**SELECTED TEXT**:
....

[postgis-users] Geocoder (from extras)

Stephen Woodbridge woodbri at swoodbridge.com
Sat May 7 17:06:38 PDT 2011


On 5/7/2011 7:29 PM, Johnathan Leppert wrote:
> Do you know what the status of the PAGC project is? Is it still under
> active development? The last post was in 2008.

Johnathan,

Yes, the restructuring done by Walter was a major step forward in 
usability in that is allow you to use SQLite instead of Berkeley DB 
which means that you can load the data into the geocoder and zip up the 
SQLite database for deployment which was not easy and maybe not possible 
with Berkeley DB. In addition to that, support has been added for 
landmark geocoding, this is basically named places without street 
addresses, so cities, landmarks, points of interest and the like can now 
be loaded and geocoded.

I have also added a single line parser as a library and integrated it 
with the geocode_response module. It will recognize, street addresses, 
street intersections and landmarks and then pass the correct parameters 
into the PAGC library.

Part of what I have been trying to drive to is some internal interfaces 
that will modularize the code somewhat and hopefully allow others to 
learn parts of it and be able to contribute to the project. I have start 
with my own efforts in this regard and hope to learn more of the 
internals as I have time to jump into it.

-Steve

> On Sat, May 7, 2011 at 5:00 PM, Stephen Woodbridge
> <woodbri at swoodbridge.com <mailto:woodbri at swoodbridge.com>> wrote:
>
>     Stephen,
>
>     In a geocoder I wrote in 2000, I mapped city, state and/or zipcode
>     into a list of counties, then only searched those counties. This
>     greatly reduced the 3300 counties in Tiger to a small handful that
>     needed to be searched. The FIPS-4 document has a mapping of all
>     place names to counties. Zipcodes are easier to handle because you
>     can just index the records with zipcodes but if you wanted to widen
>     the search, then map the zipcode to a place name and then to counties.
>
>     My first thought was to use inherited tables where each state or
>     state equivalent is in a separate table and filter the tables by the
>     state name of abbreviation. It sounds like you might be already
>     doing something like this.
>
>     I think trigrams would provide some benefits. I have used double
>     metaphone, but only used the first code for fuzzy searches because
>     this is a better phonic search key than soundex in my opinion
>     because it matches thinks that sound alike even if they do not start
>     with the same letter. Since I used it as a key I only used the first
>     4 characters of the metaphone code.
>
>     I wrote my own tiger geocoder in C and have since abandoned that in
>     favor of PAGC. PAGC has just recently refactored the code to support
>     SQLite as a datastore and has had some work done to support
>     Postgresql in addition to the previous support for Berkeley DB. One
>     idea that I had was that with appropriate support for database
>     backing stores, that the PAGC library might be able to be wrapped in
>     a stored procedure which would then provide a high quality and high
>     performance geocoder in the database.

....

**WRITTEN TASKS**:
**A)** In the mailing list post, which database does the restructuring allow in place of Berkeley DB?
**B)** Repeat the passage of the mailing list post starting with "I have also" and going on through "the PAGC library.".

**EXCERPTED DATA**:
....

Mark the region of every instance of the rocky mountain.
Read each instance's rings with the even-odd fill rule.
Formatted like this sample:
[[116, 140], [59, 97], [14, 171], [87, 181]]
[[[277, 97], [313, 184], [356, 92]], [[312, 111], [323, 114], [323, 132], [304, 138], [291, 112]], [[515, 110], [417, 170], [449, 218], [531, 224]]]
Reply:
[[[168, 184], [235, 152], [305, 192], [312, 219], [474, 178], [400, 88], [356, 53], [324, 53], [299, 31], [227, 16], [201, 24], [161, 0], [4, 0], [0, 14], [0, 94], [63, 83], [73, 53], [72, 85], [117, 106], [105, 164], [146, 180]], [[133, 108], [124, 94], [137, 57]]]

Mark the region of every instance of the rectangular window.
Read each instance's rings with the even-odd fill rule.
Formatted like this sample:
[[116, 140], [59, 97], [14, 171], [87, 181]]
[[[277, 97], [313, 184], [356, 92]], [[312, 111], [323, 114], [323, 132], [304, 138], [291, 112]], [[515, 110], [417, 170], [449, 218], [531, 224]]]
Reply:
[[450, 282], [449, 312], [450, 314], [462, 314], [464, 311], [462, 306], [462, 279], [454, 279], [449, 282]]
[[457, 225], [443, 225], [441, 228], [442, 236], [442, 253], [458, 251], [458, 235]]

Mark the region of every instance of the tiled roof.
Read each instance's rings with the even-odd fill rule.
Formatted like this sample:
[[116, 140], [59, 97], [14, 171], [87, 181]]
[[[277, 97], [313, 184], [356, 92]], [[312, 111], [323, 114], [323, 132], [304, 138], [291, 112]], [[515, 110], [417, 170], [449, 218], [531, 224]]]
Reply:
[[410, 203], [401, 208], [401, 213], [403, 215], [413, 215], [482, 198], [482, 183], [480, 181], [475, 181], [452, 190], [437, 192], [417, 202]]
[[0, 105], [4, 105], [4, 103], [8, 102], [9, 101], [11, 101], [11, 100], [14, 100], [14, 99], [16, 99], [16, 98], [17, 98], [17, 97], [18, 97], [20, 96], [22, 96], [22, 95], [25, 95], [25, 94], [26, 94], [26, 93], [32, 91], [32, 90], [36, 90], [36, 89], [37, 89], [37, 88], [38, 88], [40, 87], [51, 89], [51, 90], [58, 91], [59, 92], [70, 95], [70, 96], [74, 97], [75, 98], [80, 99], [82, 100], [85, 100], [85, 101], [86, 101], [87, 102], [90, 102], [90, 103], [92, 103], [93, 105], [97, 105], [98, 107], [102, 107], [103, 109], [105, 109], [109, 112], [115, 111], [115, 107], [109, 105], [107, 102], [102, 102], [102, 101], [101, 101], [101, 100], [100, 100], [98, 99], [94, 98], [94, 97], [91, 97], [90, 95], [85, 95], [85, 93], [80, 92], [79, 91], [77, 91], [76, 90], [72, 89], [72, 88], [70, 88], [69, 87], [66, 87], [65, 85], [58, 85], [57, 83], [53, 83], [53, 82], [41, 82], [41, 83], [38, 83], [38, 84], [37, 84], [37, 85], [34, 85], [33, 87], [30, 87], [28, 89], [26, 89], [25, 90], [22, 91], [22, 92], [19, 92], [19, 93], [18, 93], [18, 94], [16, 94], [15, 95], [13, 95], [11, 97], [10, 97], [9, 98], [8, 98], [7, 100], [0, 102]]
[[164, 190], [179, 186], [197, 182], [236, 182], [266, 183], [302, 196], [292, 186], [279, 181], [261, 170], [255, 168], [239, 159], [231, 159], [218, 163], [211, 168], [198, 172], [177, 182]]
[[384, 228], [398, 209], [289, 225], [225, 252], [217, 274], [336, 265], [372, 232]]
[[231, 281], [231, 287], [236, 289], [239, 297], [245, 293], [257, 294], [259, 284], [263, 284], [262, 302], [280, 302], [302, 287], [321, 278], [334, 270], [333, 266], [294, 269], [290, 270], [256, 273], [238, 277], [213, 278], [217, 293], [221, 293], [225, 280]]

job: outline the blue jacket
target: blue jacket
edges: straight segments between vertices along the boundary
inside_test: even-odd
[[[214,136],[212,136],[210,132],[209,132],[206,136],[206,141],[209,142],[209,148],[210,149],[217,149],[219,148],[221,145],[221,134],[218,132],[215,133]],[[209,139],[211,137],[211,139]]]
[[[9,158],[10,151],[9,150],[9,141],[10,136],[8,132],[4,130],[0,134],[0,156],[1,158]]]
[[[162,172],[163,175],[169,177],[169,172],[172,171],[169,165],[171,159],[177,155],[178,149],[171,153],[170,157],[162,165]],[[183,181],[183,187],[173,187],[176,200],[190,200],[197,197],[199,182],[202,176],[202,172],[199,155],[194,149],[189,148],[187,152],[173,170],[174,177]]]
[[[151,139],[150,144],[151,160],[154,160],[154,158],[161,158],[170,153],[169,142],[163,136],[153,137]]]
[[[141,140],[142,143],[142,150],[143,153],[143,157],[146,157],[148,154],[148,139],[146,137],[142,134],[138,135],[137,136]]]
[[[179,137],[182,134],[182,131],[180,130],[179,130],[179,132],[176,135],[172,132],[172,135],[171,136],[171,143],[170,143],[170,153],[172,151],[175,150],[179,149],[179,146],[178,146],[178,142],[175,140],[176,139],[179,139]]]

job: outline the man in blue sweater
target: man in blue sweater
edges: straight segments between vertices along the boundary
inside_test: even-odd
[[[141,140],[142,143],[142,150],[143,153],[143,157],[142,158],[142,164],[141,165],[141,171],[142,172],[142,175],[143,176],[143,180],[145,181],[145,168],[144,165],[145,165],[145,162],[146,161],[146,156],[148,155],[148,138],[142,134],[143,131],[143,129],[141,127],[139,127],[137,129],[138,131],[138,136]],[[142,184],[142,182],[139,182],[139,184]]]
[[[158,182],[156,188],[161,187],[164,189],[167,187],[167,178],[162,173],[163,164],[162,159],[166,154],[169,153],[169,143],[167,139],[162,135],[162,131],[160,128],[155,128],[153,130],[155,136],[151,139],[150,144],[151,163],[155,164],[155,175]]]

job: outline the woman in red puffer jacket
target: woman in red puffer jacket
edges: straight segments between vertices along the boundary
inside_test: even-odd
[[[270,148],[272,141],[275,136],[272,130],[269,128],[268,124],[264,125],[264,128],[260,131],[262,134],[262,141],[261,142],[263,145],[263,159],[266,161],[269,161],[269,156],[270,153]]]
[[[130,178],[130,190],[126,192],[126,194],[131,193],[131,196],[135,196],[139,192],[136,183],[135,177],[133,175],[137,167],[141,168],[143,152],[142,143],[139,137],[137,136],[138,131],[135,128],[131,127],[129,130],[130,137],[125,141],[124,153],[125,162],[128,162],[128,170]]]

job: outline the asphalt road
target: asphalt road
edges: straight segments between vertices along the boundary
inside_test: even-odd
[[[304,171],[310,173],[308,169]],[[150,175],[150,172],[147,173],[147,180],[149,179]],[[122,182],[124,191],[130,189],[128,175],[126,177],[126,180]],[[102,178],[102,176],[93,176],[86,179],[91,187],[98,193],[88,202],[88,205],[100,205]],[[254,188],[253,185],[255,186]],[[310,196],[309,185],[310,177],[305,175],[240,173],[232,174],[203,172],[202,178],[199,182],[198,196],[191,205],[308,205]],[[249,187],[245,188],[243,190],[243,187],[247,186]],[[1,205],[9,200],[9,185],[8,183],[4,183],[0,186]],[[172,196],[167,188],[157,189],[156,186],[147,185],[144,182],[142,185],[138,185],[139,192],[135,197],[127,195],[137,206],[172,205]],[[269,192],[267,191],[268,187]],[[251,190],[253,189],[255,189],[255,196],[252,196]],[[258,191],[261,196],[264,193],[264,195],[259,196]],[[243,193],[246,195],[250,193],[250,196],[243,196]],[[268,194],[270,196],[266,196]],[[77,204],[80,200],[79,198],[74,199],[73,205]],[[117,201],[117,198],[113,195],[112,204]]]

....

**PER-TASK OUTPUTS**:
**A)** SQLite.

**B)**
I have also added a single line parser as a library and integrated it 
with the geocode_response module. It will recognize, street addresses, 
street intersections and landmarks and then pass the correct parameters 
into the PAGC library.